Instructions for the task:
Without the pictures, copy the entries below word for word.

## Start Material for this task

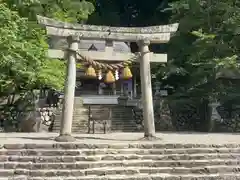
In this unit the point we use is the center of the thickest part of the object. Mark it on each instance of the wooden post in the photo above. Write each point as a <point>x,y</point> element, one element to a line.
<point>146,88</point>
<point>69,93</point>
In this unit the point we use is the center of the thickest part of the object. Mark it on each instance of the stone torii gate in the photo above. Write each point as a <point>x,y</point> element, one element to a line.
<point>76,32</point>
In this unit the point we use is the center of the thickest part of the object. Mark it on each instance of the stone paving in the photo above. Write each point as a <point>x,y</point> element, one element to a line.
<point>165,138</point>
<point>120,156</point>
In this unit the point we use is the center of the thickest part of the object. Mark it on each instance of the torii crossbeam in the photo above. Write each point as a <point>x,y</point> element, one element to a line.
<point>76,32</point>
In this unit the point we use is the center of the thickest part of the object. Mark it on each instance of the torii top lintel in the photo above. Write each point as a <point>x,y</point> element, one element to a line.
<point>154,34</point>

## End Material for this task

Solution:
In this unit the point we use is the center of the thickest part of the object. Mark it on each instance of the wooden post in the photo above. Write each point as a <point>x,y</point> element, one element to a line.
<point>146,88</point>
<point>69,93</point>
In this unit the point we use is the center of the thickest part of the object. Mark it on each instance of the stone torii gate in the photo above. Write each point as a <point>x,y</point> element, one element to a line.
<point>76,32</point>
In this unit the point we use is the center of the thickest part of the object. Mark it on each instance of the stone paving in the photo above. Write each point as a <point>x,y</point> element, one element to a line.
<point>165,138</point>
<point>120,156</point>
In this unit the point we use is the center of the thickest part of the object. Mark it on each instance of the torii crossbeam in the photo above. Write each point as a <point>x,y</point> element, one element to a line.
<point>76,32</point>
In this unit the point we use is the center of the thickest part of the object. Mark it on each instance of the torii top lintel in the photo above. Write each point as a <point>x,y</point> element, one element to a line.
<point>154,34</point>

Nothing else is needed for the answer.